>> Start Source material

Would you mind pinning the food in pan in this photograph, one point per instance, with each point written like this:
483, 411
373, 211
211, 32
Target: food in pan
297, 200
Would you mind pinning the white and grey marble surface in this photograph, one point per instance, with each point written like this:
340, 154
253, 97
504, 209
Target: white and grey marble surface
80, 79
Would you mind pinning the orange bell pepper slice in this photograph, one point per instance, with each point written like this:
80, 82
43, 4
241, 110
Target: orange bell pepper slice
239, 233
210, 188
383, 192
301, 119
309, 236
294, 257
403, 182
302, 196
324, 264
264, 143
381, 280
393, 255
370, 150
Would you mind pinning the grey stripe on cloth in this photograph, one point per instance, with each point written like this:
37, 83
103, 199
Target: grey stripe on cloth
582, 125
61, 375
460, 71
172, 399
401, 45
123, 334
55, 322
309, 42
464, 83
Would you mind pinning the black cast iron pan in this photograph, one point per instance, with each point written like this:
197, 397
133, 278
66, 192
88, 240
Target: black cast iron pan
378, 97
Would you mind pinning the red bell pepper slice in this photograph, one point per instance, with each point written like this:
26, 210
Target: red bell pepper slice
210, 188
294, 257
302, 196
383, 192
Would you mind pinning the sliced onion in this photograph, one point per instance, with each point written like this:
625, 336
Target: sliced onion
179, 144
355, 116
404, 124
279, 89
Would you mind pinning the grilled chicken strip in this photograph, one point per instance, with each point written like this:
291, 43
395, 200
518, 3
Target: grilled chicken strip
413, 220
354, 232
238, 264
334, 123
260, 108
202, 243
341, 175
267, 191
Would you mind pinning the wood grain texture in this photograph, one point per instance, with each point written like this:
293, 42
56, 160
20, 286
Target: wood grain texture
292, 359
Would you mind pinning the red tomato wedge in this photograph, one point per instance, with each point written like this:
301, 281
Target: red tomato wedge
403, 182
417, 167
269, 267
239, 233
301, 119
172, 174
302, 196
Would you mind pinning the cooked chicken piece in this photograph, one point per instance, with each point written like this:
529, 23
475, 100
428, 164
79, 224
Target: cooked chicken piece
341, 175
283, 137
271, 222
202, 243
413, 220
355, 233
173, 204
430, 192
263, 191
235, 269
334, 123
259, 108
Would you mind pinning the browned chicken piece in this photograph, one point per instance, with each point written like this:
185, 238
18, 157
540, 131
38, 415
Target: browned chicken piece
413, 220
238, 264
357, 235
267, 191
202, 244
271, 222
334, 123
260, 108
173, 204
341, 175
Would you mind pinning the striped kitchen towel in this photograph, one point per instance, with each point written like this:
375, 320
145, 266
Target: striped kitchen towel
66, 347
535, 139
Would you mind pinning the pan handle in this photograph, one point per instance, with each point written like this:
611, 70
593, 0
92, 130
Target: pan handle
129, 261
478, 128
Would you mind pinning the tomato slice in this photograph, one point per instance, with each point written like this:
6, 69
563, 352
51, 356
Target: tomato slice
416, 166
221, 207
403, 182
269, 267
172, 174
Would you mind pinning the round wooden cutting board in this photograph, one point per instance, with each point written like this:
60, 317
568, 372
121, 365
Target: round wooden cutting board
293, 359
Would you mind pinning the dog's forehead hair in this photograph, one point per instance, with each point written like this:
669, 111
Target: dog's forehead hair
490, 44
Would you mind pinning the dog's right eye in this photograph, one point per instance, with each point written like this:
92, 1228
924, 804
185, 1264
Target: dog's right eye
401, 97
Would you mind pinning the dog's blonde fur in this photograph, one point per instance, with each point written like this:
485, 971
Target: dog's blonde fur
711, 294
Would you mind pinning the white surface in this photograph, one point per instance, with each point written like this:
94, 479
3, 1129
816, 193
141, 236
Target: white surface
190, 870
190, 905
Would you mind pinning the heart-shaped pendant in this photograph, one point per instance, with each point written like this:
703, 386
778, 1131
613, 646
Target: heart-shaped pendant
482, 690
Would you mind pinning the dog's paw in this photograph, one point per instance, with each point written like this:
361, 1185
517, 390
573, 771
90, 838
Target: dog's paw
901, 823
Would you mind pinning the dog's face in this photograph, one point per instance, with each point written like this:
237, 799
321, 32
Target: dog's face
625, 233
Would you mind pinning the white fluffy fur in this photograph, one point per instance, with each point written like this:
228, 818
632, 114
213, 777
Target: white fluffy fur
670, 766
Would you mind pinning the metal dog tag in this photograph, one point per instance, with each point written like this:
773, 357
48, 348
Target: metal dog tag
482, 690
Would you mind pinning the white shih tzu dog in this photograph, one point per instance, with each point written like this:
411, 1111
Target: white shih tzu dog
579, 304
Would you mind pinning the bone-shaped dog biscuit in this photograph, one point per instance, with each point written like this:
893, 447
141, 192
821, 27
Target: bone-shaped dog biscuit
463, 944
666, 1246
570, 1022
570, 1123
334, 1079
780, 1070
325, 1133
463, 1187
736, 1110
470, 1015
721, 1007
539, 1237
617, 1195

>> End Source material

What this task involves:
Copy the records above word for word, leaving every line unchanged.

Solution for this problem:
Would you mind pinning the food in pan in this photograph, one point per instance, with each point written like this:
483, 411
373, 211
211, 32
Target: food in pan
297, 200
Would you mind pinning the white and grey marble surface in this photograph, one point per instance, with each point written like this:
340, 154
253, 97
504, 209
Target: white and grey marble surface
80, 79
Would you mind pinning the orange bell pepper slice in this photograph, one point per instance, with each point written like this:
80, 82
43, 4
241, 110
Target: orange bell pepper slice
239, 233
210, 188
383, 192
301, 119
309, 236
294, 257
403, 182
302, 196
324, 264
264, 143
381, 280
393, 255
370, 150
Would you mind pinning the grey stripe on cloth in this photograph, one point per instance, with each point written like this:
37, 83
103, 199
Target: grey stripe on cloth
582, 125
61, 375
460, 71
172, 399
401, 45
123, 334
55, 322
309, 42
464, 83
Would you mind pinning the black cast iron pan in this photograph, one point per instance, with each point written like this:
197, 397
133, 278
66, 192
88, 240
Target: black cast iron pan
378, 97
Would you mind pinning the red bell pepper slice in this photograph, one point per instance, with each point written like this:
26, 210
Target: red bell pepper slice
210, 188
294, 257
302, 196
383, 192
Would you mind pinning the sliced onion in this photograph, one point per instance, with each point written like this:
625, 336
Target: sliced onion
179, 144
355, 116
404, 124
279, 89
Would you mind pinning the grilled chicken strip in this photograph, one point per instance, with each point written like this:
291, 43
395, 200
518, 3
Target: grilled chicken strip
413, 220
354, 232
238, 264
334, 123
260, 108
202, 243
341, 175
267, 191
Would you mind pinning the wood grain texture in this photograph, one point per instance, with each point written like this:
293, 42
56, 160
20, 286
Target: wood grain texture
292, 359
Would you mind pinning the red tomato wedge in this photograph, one point per instance, with each point written like this:
301, 281
Target: red tomato wedge
403, 182
417, 167
269, 267
239, 233
301, 119
172, 174
302, 196
Would you mind pinning the cooked chicken piece in this photograph, one point per instance, with each point written like this:
529, 23
475, 100
428, 164
79, 224
Target: cooked chicken piece
341, 175
283, 137
271, 222
202, 243
413, 220
355, 233
173, 204
430, 192
263, 191
235, 269
334, 123
259, 108
Would you mind pinning the browned chicken piece in this photograph, one point per instance, with each point written like this:
185, 238
18, 157
540, 131
38, 415
Target: browned chicken piece
413, 220
238, 264
357, 235
267, 191
202, 244
271, 222
334, 123
260, 108
173, 204
341, 175
Would you mind pinning the striped kitchen towel in this photograph, one point per instance, with each point written like this:
375, 320
145, 266
Target: striped kitchen towel
66, 347
535, 139
Would you mind pinning the pan handle in this photograph, one point per instance, with each point written like this:
611, 70
593, 0
92, 130
Target: pan handle
129, 261
478, 128
Would you mind pinning the tomato slice in this photograph, one point per instance, with each point written like this:
6, 69
563, 352
51, 356
Target: tomato slice
416, 166
221, 207
403, 182
269, 267
172, 174
Would you mind pinning the round wooden cutting board in this photograph, one point per instance, with each point written like this:
60, 317
568, 372
121, 365
Target: round wooden cutting board
293, 359
Would you mind pinning the dog's forehead hair in this photograph, one point per instance, with each point written like this:
669, 111
Target: dog's forehead hair
490, 44
Would you mind pinning the dog's right eye in this photograph, one point per instance, with each point written like this:
92, 1228
924, 804
185, 1264
Target: dog's right eye
401, 97
Would you mind pinning the dog's blonde fur in this photograph, one point per instance, with each point written like this:
485, 971
Target: dog's blonde fur
711, 294
Would you mind pinning the white surface in this photograph, one point per instance, with each point written like this:
94, 479
3, 1129
816, 193
141, 236
Target: white surface
190, 870
190, 905
Would you mind pinning the heart-shaped pendant in this photograph, one point per instance, with each point written like this:
703, 386
778, 1131
613, 646
Target: heart-shaped pendant
482, 690
Would you mind pinning the dog's paw in this photograph, one point per instance, with each point written like this:
361, 1185
517, 390
573, 771
90, 838
Target: dog's paw
901, 823
Would you mind pinning the dog's face in this photograph, one point per instance, with each point written like this:
237, 799
321, 32
Target: dog's face
625, 233
Would you mind pinning the white fluffy fur in this photograph, one point per instance, with each point written like this:
228, 818
632, 114
213, 777
Target: white fluffy fur
670, 766
Would you mind pinning the metal dog tag in this photograph, one point per instance, with each point written like this:
773, 357
48, 348
Target: metal dog tag
482, 690
Would you mind pinning the white shih tzu dog in this photograph, one point per instance, with each point written like this:
411, 1111
Target: white shih tzu dog
579, 304
Would you mind pinning the bone-shaped dog biscuit in this photograph, one point per instance, with each point written like this:
893, 447
141, 192
821, 27
Target: bone-shaped dog biscuit
463, 944
666, 1246
570, 1022
570, 1123
334, 1079
780, 1070
325, 1133
463, 1187
736, 1110
470, 1015
721, 1007
539, 1237
617, 1195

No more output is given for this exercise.